- OBJECTIVE A:
Rescale the part of the records that opens with the line containing "Where can the black sneaker" and runs through the end of the records, both ends included. Give those lines again, requests included, with every point coordinate in the answers multiplied by 0.35 and rounded to a whole number (halves round up); give only those lines.

# Envy Car Care and Krystal Kleen Jaguar XK150 Paint correction detail Waxstock 2013



## Envy Car Care (Aug 17, 2006)

Marc (Krystal Kleen Detail) and myself were very proud to have been selected by Bert Youell to prepare this XK150 to appear at Waxstock 2013 on the Car-Skin Winning Formulas stand.

We mainly used Car Skin products for the cleansing and sealing once the car was corrected, including the CS80 Wax which although not the easiest to use, left a lovely deep gloss.

It starts....









Snow foamed then washed with TBM, grit guards and a LW Mitt as you would expect. Moved indoors to be clayed mercilessly.


P1000922 by www.envyvaleting.co.uk, on Flickr

Then came the fun part of trying to settle on a polish/pad combo that did the job.


P1000923 by www.envyvaleting.co.uk, on Flickr







Some "work in progress" pics




P1000925 by www.envyvaleting.co.uk, on Flickr




P1000926 by www.envyvaleting.co.uk, on Flickr




P1000927 by www.envyvaleting.co.uk, on Flickr



Important to check the work as it progressed, especially as all the DW and detailing critics would be checking the car out at Waxstock!










P1000928 by www.envyvaleting.co.uk, on Flickr


P1000929 by www.envyvaleting.co.uk, on Flickr









Insured to drive anything! This car was amazing because despite her age, always started 1st turn of the key...





Blow the dust out









There was a full day of correction with myself and Marc, then a couple of days of tinkering with waxing the wooden dash with Swissvax wood wax, chrome to polish and leather to clean with Dr Leather.

Ready for Waxstock


P1000930 by www.envyvaleting.co.uk, on Flickr

Tucked up, awaiting collection (in good company!)



Hope you have enjoyed this write up. Was a real pleasure to work with Marc. Thanks for looking

Tim


----------



## -Kev- (Oct 30, 2007)

- OBJECTIVE B:
List every photo label credited to www.envyvaleting.co.uk on Flickr in the XK150 detailing write-up.

- DATA EXCERPTS:

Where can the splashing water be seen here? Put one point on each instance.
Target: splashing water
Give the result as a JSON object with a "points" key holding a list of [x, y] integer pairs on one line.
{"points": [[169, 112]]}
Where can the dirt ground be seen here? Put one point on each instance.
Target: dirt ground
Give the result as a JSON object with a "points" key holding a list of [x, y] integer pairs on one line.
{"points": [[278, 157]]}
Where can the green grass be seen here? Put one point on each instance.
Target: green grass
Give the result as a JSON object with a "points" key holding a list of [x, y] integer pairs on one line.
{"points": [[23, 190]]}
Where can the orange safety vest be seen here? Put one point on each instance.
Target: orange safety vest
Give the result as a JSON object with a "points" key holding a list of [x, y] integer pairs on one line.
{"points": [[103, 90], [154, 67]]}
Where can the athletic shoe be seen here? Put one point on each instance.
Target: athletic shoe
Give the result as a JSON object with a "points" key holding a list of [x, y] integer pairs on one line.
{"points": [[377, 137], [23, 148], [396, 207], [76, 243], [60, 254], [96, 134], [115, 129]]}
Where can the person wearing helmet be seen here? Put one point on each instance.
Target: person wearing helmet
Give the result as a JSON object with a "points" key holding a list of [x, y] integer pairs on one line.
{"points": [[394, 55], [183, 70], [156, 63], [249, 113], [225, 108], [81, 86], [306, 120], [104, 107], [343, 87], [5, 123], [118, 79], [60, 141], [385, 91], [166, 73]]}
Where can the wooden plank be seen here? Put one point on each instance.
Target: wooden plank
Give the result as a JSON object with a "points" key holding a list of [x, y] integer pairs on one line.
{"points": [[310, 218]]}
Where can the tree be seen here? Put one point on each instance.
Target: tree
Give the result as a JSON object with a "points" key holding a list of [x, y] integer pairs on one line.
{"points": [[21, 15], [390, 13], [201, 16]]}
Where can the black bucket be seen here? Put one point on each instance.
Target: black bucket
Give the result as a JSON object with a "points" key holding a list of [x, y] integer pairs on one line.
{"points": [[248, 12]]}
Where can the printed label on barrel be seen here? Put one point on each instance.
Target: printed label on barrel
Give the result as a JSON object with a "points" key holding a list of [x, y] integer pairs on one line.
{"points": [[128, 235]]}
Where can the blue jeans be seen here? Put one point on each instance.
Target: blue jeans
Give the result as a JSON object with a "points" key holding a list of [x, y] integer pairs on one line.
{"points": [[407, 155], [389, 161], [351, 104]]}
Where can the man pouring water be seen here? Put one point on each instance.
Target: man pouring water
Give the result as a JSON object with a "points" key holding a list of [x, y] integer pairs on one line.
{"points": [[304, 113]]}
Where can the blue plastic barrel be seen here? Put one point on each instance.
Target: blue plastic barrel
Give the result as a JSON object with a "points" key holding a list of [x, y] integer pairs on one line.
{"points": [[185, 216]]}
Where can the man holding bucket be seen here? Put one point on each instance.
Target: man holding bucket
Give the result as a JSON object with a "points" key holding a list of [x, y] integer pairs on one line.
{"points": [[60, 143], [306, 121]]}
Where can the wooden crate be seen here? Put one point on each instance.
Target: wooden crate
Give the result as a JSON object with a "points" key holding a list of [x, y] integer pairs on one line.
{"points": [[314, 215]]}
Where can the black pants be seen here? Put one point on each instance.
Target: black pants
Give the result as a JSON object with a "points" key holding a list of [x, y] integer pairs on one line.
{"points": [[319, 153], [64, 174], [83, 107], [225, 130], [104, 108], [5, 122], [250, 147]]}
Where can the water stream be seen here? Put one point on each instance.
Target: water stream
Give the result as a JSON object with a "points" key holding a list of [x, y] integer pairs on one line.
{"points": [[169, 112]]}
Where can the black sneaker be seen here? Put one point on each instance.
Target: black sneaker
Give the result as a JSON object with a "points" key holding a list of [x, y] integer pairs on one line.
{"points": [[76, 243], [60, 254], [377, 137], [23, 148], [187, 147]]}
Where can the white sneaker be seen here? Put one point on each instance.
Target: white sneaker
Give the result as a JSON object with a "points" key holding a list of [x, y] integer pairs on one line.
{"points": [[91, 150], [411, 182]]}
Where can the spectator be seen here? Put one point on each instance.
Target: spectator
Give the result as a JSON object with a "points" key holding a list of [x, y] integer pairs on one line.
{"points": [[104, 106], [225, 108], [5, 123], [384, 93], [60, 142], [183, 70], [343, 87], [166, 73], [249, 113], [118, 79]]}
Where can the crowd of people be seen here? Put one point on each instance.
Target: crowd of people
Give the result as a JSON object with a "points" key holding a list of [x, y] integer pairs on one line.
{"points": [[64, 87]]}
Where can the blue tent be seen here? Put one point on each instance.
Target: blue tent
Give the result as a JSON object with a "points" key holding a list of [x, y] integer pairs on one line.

- OUTPUT A:
Where can the black sneaker be seen here? Put one point on each instance.
Target: black sneaker
Give the result as a JSON object with a "points" key holding a list of [x, y] integer pairs on one line.
{"points": [[27, 85], [21, 89], [132, 48], [8, 52], [65, 51]]}
Where can the white sneaker be seen here? Put one point on each instance.
Target: white sneaker
Give the result as a JSON object with a "points" key holding a list of [x, y] integer pairs on one line.
{"points": [[32, 53], [144, 64]]}
Where can the spectator be seen here? Put one point on each instance.
Target: spectator
Give the result as a JSON object with a "points" key holding a list of [x, y] integer pairs on one line.
{"points": [[36, 37], [79, 38], [2, 43], [134, 33], [21, 50], [64, 25], [120, 30], [58, 26], [87, 40], [41, 28]]}
Where can the crowd of people be seen here? Put one point on each instance.
Target: crowd of people
Give the result as a JSON object with a "points" key holding a list of [x, y] integer pairs on one line.
{"points": [[22, 30]]}
Where can the blue tent be seen here? Put one point on each instance.
Target: blue tent
Give the result as a JSON object with a "points" key holding a list of [x, y] integer pairs on one line.

- OUTPUT B:
P1000922, P1000923, P1000925, P1000926, P1000927, P1000928, P1000929, P1000930